However, the Belhar Confession is a theological response to a particular socio-historical formation (apartheid) that received its legitimisation from a pseudo-theological ideology, generated within the white Reformed tradition in South Africa. This Confession was formulated to expose the heretical character of the apartheid theology and it addressed the apartheid claims of racial incompatibility and "separate but equal" development, while simultaneously reinterpreting the reality of multiple diversities in church and in society.

Prof. E. van den Borght, (Desmond Tutu chair at the VU) locates the challenges of sociocultural identities to the unity of the churches worldwide, to a possible vulnerability in Christian ecclesiology: "Not only South African churches, but churches worldwide struggle with the question of how to recognise sociocultural identities-such as national, ethnic, and tribal identity-while at the same time confirming the unity of the church" (Van den Borght 2012, 2). Van den Borght himself comes from a church that adopted the Belhar Confession and experiences the tensions between the Dutch-speaking and the French-speaking members in Belgium.

He investigated whether the Belhar Confession addressed the relation of unity and socio-cultural identities adequately. He recognises three elements in the Confession that assist with this ecclesiological challenge. The Belhar Confession emphasises the central place of the unity of the church; it secondly employs a reconciliation and justice "rationale," and the third element is the confessional status of the document. Van den Borght questions whether the Belhar Confession was adopted in various churches for the above reasons. He thinks that ecumenical partners have adopted the Belhar Confession, not for its ecclesiological insights but on the basis of their own justice concerns: "To conclude this section, I doubt whether challenges in denominations regarding socio-cultural identities have been decisive in discussions regarding the adoption of the Belhar Confession" (Van den Borght 2012, 4). Van den Borght also concludes that there are "major" elements in the Confession that militate against an adequate treatment of socio-cultural identities. He identifies "the lack of room it allowed for socio-cultural diversity within the unity" (Van den Borght 2012, 12), despite the general references to diversity. He summarises the position of Belhar to be that "[T]he diversity is part of the unity of the church and the aspects of the diversity cannot be claimed as elements determining membership of a church" (Van den Borght 2012, 12). This summary seems, to me, to be a correct reading of the Belhar Confession. However, Van den Borght wants to go further. He asks how "creational diversity" is incorporated into ecclesiology where unity of the church is confessed. Van den Borght seems to think that the ecclesiology of the churches, as it relates to diversity, is hopelessly under-theorised and he fears that because of this lacuna, the concept of unity and of diversity can be abused.

### [Problem description]
Please continue the passage on the Belhar Confession and sociocultural identity, picking up after its final sentence.

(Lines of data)
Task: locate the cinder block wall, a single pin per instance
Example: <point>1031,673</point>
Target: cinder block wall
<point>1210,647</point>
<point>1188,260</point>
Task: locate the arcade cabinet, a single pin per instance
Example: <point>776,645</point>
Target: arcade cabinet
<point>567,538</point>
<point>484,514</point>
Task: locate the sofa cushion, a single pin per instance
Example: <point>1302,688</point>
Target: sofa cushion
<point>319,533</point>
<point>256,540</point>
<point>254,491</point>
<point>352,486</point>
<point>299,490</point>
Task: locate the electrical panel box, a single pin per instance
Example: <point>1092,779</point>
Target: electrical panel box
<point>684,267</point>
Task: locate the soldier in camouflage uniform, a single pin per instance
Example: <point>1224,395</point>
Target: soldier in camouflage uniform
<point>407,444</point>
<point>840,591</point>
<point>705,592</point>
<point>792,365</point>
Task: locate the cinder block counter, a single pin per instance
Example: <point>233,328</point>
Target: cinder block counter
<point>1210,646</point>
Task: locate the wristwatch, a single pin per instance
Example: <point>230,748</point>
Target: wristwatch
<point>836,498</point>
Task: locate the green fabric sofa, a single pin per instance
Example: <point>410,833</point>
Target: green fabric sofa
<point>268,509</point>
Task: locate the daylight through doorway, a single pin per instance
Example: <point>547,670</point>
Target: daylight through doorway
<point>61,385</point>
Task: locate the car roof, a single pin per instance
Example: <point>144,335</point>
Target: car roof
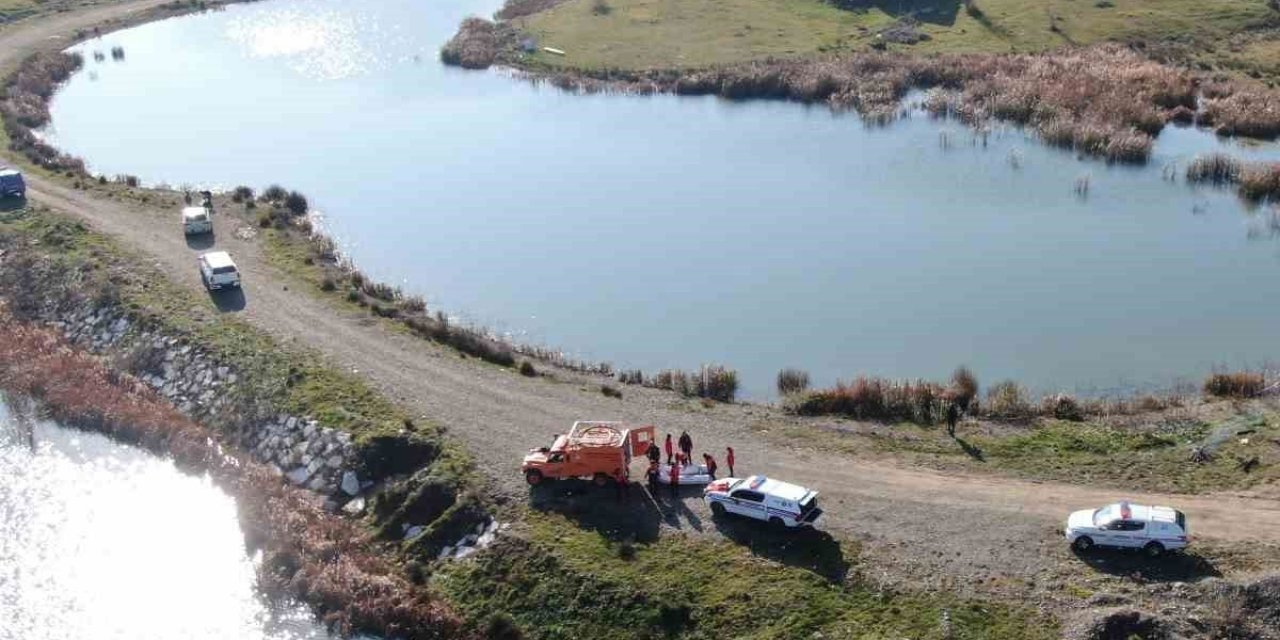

==

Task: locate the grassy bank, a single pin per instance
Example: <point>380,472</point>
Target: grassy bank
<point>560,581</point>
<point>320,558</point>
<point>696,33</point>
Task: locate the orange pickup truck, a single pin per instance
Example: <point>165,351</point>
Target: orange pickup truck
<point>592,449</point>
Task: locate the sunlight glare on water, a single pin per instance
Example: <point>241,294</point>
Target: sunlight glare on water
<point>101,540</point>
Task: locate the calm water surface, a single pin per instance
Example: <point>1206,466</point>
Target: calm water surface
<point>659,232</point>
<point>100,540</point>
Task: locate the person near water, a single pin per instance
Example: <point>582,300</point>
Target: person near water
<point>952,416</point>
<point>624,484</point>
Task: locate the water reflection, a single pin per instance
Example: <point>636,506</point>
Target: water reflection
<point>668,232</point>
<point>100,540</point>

### [Exercise answer]
Prof. Dirk Smit was the principal formulator of the draft Belhar Confession of 1982. He reflected in a lecture on the theological content of the Belhar Confession and proceeded by analysing the principle sections of the Confession to draw out its theological import (Smit 2012, 184-202). Smit observes that behind the introduction to the Confession lies the question regarding the true fields of force that determine the life of the church-its loyalty to its confessional tradition or its attachment to volksgroep ("national group") and cultural heritage. The issues of the impact of nationalist striving and cultural Protestantism on the shape of the church lurked behind the formulation. The third thesis of the Theological Declaration of Barmen about the belonging of the church, both in proclamation and polity to Jesus Christ, also informed the formulation of the Belhar Confession.

Smit argues that the framework of Christian freedom and Christian responsibility structured the Confession and situated the three themes of unity, reconciliation and justice: "Binne dié teologiese raamwerk, wat 'n mens dalk oortuigings aangaande ware Christelike vryheid [die aanhef] en ware Christelike verantwoordelikheid [die slot] kon noem, alhoewel die terme nie self gebruik word nie, kom die drie temas van eenheid, versoening en geregtigheid dus ter sprake" (Smit 2012, 190).1

After his initial comments, Smit then proceeds to reflect on the different central clauses. Regarding "unity" he highlights three aspects and observes firstly, that the church confesses that it is already one and united-i.e. it confesses the unity as a gift and not as a human creation. Three characteristics define this unity: people are called from the entire human race to become a holy community; this unity is constituted through the reconciling work of Christ and effected by the binding power of the Holy Spirit.

The second aspect regarding the "spiritual" unity that has in effect already been created, is that the church is charged to embody this unity visibly in service of advancing the Gospel and to the praise of God. The Confession declares that all powers that obstruct this visible unity, whether division, enmity or hatred, have already been overcome by Christ.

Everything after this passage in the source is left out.